## Task
Please copy every one of the records below word for word, keeping each line unchanged.

━━━━━━

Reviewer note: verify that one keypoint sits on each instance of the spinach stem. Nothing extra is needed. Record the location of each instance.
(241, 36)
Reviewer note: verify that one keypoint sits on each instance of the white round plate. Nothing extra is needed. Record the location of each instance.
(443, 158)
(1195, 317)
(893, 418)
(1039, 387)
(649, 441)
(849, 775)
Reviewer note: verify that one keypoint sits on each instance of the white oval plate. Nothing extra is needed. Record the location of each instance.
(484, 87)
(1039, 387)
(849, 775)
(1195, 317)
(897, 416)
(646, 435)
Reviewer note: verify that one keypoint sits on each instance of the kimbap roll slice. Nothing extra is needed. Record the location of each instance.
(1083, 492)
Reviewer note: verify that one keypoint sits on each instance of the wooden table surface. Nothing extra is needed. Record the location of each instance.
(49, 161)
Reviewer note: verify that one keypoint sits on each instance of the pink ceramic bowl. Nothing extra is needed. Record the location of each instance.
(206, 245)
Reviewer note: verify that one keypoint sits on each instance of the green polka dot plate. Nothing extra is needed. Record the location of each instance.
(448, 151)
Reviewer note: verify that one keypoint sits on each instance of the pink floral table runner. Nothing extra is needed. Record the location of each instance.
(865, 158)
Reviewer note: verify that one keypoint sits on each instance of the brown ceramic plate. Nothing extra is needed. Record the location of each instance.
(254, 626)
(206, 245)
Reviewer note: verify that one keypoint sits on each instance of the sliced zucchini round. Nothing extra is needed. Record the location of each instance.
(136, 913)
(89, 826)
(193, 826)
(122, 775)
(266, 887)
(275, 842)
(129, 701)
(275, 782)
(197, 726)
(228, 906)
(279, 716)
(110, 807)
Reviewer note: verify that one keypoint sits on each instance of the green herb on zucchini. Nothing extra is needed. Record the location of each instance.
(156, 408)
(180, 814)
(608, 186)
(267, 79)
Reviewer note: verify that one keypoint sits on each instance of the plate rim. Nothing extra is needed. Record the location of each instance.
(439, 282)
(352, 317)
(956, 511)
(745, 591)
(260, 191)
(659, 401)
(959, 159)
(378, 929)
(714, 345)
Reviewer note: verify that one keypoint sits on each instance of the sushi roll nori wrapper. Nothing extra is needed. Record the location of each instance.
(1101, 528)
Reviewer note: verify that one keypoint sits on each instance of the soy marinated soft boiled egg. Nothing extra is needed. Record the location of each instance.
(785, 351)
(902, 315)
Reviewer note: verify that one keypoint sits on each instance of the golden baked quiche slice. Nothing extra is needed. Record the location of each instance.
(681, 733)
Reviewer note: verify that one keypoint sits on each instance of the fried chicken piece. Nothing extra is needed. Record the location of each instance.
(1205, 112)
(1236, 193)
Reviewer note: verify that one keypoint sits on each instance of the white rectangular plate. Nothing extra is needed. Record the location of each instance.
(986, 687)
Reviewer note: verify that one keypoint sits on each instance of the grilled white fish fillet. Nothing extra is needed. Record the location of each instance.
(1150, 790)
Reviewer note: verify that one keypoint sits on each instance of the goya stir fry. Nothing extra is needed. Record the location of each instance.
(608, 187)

━━━━━━

## Completed task
Reviewer note: verify that one keypoint sits on each instance of the spinach stem. Nothing extra is needed. Record the location of each instance.
(241, 36)
Reviewer note: verify that one keypoint sits on each instance of the white round plate. Nothing extra is needed. Record the location of each instance.
(443, 158)
(1195, 317)
(893, 418)
(1039, 387)
(649, 441)
(849, 775)
Reviewer note: verify that one keypoint sits on each instance of the white oval plate. Nothing extra is needed. Record the location of each instance.
(484, 87)
(1039, 387)
(849, 775)
(1195, 317)
(897, 416)
(646, 435)
Reviewer note: verify that one keypoint sits on each instance of the kimbap roll slice. Nothing extra is needed. Record the location of each instance.
(1083, 492)
Reviewer note: verify that one keypoint sits on each instance of the wooden table surface. Nothing extra is needed. Record the location of each instance.
(49, 161)
Reviewer note: verify that one keypoint sits on each instance of the pink ceramic bowl. Nothing extra is needed. Record the location of each instance.
(206, 245)
Reviewer note: verify that one keypoint sits on each instance of the green polka dot plate. Nothing extra is needed. Record the location of each instance.
(448, 151)
Reviewer note: verify that one keypoint sits on each instance of the pink floral table runner. Nothing extra is needed. Record the location of each instance.
(865, 158)
Reviewer note: verify that one keypoint sits on each instance of the brown ceramic plate. Nothing extra is needed. Record the location of each instance.
(254, 626)
(206, 245)
Reviewer note: verify that one keypoint sits on each instance of the sliced zucchini round. Nothing extra is needed. Record the location of each instance.
(136, 913)
(89, 826)
(193, 826)
(122, 775)
(266, 887)
(275, 842)
(129, 701)
(275, 782)
(197, 726)
(228, 906)
(279, 716)
(110, 807)
Reviewer note: verify that one keypoint sits on each instance of the green herb on zucchini. Nothing extra is needed. Record the location of each instance.
(156, 408)
(180, 814)
(608, 186)
(267, 79)
Reviewer note: verify that one keypoint sits on each instance of the plate rim. Nothing extra is needed. Record the location of each instance.
(439, 282)
(352, 317)
(956, 511)
(745, 591)
(260, 191)
(659, 401)
(959, 159)
(378, 929)
(714, 345)
Reviewer note: verify that one keypoint sits on each instance of the sushi roll nori wrapper. Nothing extra is needed. Record the location of each instance.
(1101, 528)
Reviewer note: verify that one keypoint sits on each instance of the soy marinated soft boiled egg. Nothing extra is needed. Record the location of each instance.
(785, 351)
(902, 315)
Reviewer note: verify that one keypoint sits on each instance of the golden baked quiche slice. Nothing extra is needed. Record the location of each instance.
(681, 733)
Reviewer note: verify that one keypoint sits on each instance of the fried chicken piece. Nothing extra is needed. Record the location of each instance.
(1205, 112)
(1236, 193)
Reviewer note: verify that one keypoint sits on each instance of the white rectangular plate. Nothing extra is needed. Record the location of each instance.
(986, 687)
Reviewer note: verify that one keypoint sits on each instance of the grilled white fish fillet. Nothing extra is needed. Record the location of each instance.
(1150, 790)
Reviewer note: verify that one keypoint sits on each instance of the goya stir fry. Nothing extra is needed. Record the location of each instance.
(608, 187)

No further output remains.